# is this good enough???



## SAMhap (Jun 20, 2010)

http://www.ebay.ca/itm/20-30W-Aquar...LH_DefaultDomain_0&hash=item257e2b3ba9&_uhb=1

wondering, if this fixture is good enough for a 10 gallon softie tank. lemme know guys. any tips and comments. thanks


----------



## altcharacter (Jan 10, 2011)

1/2 watt per LED...I'm going to say...










Really, the whole unit is only driving 30 watts which isn't bad but if you went the DIY route or possibly a T5x2 type of combo you would see better results.

RapidLED sells Royal blue LED's for 3 bucks each and the whites are about the same price. The driver would be $32 so for a investment of around $90 you could get yourself an amazing LED DIY that would be running around twice the output of what you're looking at and you could mix up the colors as well. You would definitely notice a difference in growth, color, happiness, and polyp extension.

Don't go cheap, go smart


----------



## SAMhap (Jun 20, 2010)

**Data records**
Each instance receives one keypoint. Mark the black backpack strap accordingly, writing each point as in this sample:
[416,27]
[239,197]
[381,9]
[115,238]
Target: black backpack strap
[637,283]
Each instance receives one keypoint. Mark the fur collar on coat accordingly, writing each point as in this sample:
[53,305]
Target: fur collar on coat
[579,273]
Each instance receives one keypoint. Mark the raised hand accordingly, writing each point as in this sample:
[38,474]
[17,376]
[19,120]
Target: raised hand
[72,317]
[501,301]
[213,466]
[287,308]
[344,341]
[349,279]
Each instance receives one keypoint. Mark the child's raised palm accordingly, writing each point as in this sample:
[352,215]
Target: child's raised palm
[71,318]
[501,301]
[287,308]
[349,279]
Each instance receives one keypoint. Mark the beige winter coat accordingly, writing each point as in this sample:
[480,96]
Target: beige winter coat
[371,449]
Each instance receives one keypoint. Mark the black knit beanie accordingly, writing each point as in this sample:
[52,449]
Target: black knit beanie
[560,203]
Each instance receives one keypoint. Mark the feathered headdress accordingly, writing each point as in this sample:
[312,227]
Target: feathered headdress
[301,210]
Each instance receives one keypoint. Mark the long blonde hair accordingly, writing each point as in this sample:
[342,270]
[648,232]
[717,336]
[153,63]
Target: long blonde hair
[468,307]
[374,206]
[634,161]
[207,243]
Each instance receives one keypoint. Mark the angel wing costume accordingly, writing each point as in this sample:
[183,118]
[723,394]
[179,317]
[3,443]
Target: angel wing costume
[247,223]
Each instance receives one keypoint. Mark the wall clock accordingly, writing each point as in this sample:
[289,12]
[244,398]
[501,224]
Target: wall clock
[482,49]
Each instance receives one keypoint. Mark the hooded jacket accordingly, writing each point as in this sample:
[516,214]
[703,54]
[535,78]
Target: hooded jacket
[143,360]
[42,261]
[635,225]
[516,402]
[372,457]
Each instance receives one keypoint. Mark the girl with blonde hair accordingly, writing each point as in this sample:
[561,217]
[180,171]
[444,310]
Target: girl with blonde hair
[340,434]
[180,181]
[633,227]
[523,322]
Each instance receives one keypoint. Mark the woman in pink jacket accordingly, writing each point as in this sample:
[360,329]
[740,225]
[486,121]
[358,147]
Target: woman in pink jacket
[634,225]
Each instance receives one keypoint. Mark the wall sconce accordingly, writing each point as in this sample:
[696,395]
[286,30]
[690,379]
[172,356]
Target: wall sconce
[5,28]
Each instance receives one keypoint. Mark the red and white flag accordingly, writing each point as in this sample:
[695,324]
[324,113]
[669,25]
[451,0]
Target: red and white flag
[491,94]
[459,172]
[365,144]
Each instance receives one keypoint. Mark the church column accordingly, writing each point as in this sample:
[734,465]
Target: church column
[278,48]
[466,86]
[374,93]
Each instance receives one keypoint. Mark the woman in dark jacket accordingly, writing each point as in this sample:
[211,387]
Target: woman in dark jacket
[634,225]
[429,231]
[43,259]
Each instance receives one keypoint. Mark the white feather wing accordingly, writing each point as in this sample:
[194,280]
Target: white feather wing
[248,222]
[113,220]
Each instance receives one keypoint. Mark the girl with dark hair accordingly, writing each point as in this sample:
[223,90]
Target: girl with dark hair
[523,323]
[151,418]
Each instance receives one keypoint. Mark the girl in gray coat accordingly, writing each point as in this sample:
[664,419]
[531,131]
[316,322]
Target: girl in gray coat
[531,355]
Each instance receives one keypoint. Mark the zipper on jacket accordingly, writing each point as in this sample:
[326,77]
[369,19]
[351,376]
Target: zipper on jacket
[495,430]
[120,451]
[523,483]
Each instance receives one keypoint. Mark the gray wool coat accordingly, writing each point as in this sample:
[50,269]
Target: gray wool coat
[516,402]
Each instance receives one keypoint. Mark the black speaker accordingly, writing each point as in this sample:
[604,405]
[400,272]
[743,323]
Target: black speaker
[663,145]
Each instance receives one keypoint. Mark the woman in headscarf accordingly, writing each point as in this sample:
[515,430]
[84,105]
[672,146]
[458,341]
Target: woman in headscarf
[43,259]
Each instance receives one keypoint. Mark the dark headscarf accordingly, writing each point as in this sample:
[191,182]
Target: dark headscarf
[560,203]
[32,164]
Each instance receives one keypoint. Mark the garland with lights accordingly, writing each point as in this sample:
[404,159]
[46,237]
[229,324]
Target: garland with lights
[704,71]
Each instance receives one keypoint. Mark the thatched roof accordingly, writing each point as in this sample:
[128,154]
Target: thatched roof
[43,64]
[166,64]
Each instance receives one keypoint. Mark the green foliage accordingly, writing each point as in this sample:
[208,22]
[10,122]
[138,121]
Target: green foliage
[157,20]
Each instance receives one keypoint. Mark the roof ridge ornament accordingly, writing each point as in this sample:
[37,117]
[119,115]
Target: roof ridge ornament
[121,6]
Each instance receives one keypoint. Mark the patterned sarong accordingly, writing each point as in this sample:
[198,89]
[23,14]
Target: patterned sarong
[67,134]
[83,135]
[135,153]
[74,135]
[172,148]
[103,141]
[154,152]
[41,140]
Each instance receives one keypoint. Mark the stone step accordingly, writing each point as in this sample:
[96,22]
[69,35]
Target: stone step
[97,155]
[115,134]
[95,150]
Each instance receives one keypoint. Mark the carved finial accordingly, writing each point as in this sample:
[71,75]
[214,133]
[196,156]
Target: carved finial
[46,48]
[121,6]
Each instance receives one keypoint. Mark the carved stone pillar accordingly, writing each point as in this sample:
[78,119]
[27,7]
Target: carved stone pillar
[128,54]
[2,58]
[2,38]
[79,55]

**Directives**
(a) Copy out the stretch of the aquarium lighting thread from "RapidLED sells Royal" through "and polyp extension.".
(b) Please summarize the aquarium lighting thread in two sentences.
The lines that come after the thread are separate material.

**Answers in order**
(a)
RapidLED sells Royal blue LED's for 3 bucks each and the whites are about the same price. The driver would be $32 so for a investment of around $90 you could get yourself an amazing LED DIY that would be running around twice the output of what you're looking at and you could mix up the colors as well. You would definitely notice a difference in growth, color, happiness, and polyp extension.

(b) SAMhap asks whether a linked light fixture is good enough for a 10 gallon softie tank. The reply says the unit drives only 30 watts, which isn't bad, but a DIY LED build of about $90 using RapidLED parts would run around twice the output, allow mixed colors, and bring a noticeable difference in growth, color, and polyp extension.